What the task asks:
In the items below, how many lines contain the string "trace"? Reply with the number alone.

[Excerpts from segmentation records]

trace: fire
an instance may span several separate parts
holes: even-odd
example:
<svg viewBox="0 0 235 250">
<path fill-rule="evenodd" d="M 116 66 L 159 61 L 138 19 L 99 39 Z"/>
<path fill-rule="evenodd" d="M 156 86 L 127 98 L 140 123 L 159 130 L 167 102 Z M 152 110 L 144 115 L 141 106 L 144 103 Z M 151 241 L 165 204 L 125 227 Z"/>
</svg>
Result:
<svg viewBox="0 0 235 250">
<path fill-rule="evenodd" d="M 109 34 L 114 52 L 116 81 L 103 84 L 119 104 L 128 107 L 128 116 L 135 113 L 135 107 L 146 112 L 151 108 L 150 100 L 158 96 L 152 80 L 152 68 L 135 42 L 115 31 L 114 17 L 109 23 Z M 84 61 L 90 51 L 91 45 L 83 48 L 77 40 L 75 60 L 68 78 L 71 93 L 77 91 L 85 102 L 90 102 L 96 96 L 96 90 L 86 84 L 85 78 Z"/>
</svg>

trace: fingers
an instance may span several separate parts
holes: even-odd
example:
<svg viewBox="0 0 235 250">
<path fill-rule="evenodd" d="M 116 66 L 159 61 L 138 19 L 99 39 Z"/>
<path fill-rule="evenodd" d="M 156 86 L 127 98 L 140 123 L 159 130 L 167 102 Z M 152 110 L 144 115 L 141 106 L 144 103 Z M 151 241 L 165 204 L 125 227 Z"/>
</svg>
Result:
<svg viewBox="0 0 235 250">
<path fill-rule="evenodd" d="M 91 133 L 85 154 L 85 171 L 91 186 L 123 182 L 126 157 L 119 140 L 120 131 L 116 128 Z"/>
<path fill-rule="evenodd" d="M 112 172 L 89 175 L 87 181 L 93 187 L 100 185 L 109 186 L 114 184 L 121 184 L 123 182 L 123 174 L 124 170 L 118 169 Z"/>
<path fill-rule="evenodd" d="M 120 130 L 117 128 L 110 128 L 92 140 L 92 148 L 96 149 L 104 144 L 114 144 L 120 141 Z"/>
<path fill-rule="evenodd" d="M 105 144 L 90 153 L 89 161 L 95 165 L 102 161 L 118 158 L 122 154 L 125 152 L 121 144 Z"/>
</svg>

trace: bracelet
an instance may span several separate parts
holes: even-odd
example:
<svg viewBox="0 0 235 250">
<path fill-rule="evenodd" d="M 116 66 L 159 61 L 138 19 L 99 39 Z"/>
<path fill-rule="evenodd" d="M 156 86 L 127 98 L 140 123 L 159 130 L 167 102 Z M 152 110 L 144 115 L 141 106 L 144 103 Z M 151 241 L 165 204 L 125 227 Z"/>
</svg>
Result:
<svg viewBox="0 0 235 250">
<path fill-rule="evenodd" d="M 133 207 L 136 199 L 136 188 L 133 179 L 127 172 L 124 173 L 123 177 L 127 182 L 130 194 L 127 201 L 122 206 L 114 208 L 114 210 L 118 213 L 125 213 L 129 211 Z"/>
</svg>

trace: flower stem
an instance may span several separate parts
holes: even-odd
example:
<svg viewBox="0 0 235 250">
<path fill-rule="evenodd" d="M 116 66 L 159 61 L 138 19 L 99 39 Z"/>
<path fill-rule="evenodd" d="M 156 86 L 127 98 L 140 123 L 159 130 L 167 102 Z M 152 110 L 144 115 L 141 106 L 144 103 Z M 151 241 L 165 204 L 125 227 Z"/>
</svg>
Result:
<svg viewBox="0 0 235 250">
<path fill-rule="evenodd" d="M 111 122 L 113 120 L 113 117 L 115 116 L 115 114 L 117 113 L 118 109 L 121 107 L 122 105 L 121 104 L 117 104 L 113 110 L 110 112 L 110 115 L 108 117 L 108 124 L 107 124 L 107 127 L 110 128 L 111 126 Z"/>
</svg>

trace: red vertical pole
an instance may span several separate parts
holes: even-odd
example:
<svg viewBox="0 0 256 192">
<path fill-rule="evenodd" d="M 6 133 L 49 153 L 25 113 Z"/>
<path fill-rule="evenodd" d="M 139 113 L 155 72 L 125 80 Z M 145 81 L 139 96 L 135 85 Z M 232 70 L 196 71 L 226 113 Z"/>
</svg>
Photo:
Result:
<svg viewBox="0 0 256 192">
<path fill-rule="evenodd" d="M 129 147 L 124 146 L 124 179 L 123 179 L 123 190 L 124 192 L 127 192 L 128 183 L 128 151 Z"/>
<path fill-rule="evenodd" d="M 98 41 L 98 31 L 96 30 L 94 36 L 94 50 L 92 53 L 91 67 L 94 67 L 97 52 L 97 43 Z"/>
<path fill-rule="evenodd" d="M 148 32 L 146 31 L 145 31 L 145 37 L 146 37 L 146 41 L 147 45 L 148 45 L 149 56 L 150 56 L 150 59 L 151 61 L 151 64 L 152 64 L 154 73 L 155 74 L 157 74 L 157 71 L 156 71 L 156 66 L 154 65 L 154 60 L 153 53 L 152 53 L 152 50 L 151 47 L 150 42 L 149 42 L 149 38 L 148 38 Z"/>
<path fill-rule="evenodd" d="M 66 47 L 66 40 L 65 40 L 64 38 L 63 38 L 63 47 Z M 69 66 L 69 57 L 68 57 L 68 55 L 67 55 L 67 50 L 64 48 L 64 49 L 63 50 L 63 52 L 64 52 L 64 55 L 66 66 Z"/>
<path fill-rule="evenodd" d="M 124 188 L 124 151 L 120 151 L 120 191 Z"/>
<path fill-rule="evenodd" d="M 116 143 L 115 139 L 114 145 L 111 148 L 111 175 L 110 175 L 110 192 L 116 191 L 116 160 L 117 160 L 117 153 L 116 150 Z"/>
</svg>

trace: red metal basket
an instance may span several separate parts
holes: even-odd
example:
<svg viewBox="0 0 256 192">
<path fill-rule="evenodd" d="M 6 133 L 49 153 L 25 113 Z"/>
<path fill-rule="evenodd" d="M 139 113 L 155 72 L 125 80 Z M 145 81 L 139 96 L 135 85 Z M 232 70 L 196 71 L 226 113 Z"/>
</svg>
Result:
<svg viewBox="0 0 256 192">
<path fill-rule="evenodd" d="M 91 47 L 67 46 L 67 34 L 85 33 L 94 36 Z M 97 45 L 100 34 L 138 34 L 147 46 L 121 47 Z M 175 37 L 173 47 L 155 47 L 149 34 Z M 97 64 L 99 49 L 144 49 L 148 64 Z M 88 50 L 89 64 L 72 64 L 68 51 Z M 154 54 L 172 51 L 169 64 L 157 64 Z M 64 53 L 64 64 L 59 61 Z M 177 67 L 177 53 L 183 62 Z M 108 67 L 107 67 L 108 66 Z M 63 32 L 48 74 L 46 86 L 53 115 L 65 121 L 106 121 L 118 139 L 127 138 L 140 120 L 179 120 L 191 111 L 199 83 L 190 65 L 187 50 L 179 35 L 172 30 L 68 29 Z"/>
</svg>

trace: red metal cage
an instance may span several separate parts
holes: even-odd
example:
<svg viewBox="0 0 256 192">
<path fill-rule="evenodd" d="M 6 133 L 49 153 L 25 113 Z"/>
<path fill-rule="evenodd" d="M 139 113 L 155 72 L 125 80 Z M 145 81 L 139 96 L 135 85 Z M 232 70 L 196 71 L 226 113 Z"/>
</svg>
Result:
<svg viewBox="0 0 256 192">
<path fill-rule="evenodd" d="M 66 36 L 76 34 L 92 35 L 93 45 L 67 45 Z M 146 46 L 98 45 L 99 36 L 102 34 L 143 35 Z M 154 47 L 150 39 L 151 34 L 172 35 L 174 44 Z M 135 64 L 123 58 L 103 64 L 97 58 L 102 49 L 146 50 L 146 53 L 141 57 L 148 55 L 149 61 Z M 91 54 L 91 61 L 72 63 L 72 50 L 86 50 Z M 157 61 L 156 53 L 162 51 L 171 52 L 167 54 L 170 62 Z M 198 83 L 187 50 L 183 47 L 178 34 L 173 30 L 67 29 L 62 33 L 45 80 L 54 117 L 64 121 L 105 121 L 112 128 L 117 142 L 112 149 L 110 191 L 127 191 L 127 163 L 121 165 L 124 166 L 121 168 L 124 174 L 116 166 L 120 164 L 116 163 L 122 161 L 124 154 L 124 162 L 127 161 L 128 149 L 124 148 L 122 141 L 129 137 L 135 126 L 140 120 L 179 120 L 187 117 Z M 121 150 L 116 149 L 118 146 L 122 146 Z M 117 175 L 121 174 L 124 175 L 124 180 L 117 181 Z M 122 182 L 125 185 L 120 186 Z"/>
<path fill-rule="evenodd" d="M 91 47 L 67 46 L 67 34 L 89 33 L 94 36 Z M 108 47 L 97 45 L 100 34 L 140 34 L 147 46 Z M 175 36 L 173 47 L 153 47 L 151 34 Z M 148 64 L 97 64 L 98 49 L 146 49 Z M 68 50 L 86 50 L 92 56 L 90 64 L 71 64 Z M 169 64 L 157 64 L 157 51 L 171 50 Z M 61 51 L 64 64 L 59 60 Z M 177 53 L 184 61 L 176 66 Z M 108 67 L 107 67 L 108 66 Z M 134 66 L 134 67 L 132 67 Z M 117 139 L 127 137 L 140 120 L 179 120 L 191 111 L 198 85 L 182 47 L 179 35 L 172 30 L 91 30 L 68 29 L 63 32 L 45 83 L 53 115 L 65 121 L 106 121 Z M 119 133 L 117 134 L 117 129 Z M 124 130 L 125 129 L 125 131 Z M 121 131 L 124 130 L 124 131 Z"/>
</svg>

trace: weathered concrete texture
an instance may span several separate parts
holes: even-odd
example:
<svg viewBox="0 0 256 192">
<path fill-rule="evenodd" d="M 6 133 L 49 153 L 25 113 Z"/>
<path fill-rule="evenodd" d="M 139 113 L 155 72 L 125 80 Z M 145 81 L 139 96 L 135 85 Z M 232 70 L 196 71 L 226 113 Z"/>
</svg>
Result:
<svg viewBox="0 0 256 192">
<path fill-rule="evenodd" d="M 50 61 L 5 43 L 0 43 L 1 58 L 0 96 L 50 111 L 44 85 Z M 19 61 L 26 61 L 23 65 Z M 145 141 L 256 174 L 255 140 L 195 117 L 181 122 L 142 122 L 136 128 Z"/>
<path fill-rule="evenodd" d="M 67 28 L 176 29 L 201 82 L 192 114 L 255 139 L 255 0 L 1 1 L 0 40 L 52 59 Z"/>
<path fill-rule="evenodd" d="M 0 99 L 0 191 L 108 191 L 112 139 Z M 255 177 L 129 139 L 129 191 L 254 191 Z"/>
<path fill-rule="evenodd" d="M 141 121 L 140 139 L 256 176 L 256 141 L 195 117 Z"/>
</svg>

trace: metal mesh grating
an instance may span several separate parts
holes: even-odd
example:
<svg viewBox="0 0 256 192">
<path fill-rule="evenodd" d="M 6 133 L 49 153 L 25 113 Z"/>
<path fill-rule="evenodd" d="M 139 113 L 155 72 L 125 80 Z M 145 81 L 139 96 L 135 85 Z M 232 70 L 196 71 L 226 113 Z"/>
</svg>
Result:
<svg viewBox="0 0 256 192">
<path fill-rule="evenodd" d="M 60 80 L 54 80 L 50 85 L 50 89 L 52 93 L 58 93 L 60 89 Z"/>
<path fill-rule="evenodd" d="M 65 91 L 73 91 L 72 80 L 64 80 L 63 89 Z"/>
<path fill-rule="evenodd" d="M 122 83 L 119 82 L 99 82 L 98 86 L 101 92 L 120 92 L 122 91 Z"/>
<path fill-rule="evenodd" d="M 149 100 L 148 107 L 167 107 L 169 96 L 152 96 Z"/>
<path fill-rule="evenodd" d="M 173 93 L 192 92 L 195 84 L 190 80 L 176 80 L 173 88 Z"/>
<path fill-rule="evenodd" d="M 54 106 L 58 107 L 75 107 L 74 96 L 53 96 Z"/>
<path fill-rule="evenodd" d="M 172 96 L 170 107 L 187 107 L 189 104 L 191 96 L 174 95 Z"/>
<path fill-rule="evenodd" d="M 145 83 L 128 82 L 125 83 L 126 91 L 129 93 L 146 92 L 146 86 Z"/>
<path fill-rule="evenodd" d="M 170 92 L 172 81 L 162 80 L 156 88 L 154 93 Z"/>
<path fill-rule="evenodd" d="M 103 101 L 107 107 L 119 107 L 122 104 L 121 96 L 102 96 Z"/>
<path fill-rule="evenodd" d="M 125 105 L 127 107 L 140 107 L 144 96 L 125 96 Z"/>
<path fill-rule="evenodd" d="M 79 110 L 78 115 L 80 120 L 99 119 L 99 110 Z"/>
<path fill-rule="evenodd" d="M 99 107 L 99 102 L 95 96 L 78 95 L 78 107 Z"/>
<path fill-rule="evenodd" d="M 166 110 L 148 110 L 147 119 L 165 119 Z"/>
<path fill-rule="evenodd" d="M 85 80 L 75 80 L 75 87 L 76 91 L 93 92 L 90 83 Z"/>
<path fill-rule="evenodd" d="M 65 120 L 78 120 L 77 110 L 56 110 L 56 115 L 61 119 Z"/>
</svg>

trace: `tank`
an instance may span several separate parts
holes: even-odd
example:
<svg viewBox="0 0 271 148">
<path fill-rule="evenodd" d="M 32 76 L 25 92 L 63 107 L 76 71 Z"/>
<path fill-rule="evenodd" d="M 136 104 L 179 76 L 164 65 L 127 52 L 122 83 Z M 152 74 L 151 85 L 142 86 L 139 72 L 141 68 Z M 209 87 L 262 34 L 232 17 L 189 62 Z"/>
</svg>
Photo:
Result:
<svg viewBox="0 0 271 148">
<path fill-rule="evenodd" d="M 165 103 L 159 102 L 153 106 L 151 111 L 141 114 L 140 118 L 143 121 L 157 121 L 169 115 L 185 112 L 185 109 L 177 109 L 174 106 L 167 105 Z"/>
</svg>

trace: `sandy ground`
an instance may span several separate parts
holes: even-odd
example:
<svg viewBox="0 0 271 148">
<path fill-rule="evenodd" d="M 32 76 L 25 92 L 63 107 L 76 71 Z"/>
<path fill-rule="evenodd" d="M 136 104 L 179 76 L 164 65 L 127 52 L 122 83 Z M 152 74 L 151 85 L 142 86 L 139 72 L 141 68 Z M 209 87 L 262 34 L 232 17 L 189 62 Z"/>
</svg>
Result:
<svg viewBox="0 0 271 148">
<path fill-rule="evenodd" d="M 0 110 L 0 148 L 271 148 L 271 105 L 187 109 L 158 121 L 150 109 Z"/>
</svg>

The answer:
11